Don’t Trust These Teams
Wake Forest: The Demon Deacons have been one of the surprise teams this season, and they are likely to pick up a top-two seed come Selection Sunday due to their trio of wins over Duke, North Carolina and Clemson. However, I don’t think this team has what it takes to reach the Final Four. First of all, they are very young and inexperienced; their roster is filled with players who have never been to the NCAA Tournament, while head coach Dino Gaudio is not a postseason veteran either. Additionally, they struggle to shoot the three. Only one player is shooting above 34 percent from beyond the arc. Furthermore, Wake doesn’t offensive rebound all that effectively, which limits them to one shot opportunity per possession. They are apt for a second-round upset.

Rows from a pointing dataset
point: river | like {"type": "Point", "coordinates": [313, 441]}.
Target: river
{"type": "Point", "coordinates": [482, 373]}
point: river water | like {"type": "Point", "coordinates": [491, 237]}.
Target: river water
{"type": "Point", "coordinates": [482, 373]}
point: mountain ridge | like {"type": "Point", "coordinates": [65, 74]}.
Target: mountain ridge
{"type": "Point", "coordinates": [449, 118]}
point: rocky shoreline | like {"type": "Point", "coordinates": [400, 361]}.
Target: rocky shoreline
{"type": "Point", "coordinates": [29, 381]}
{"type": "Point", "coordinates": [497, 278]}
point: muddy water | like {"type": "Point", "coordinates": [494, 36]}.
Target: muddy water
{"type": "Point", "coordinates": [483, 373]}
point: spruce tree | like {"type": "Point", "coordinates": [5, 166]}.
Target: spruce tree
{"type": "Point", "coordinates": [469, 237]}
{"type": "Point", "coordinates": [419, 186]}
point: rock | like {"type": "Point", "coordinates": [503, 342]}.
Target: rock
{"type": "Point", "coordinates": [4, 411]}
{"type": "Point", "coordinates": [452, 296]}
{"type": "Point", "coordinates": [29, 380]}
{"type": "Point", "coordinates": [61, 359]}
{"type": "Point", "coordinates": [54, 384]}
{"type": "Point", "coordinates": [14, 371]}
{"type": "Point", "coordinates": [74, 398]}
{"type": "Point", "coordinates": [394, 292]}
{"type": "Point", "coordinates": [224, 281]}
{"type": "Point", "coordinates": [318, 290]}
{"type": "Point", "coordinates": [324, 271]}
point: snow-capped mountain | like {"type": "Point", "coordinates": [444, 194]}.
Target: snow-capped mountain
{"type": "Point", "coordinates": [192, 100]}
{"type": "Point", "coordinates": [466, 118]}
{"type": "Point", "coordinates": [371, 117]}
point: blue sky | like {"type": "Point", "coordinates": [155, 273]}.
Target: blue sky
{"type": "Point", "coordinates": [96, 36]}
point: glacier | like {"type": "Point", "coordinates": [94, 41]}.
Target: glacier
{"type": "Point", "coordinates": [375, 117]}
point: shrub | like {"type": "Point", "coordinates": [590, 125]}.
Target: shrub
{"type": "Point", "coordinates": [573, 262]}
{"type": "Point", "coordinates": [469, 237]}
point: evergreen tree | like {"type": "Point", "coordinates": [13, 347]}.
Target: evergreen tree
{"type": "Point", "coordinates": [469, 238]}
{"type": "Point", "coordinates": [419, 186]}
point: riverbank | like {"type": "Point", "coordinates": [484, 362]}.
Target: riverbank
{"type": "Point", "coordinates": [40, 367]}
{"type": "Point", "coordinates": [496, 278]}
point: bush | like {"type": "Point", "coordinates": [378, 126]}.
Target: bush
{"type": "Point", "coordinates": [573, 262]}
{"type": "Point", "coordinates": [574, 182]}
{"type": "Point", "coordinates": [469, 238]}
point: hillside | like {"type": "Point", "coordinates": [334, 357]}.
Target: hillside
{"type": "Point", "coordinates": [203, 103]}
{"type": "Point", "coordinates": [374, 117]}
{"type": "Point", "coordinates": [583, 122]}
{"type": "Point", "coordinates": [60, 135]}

## AIM
According to the Wake Forest passage, how many players are shooting above 34 percent from beyond the arc? Please answer briefly. This data has no connection to the Wake Forest passage.

## RESPONSE TO THE EXERCISE
Only one player.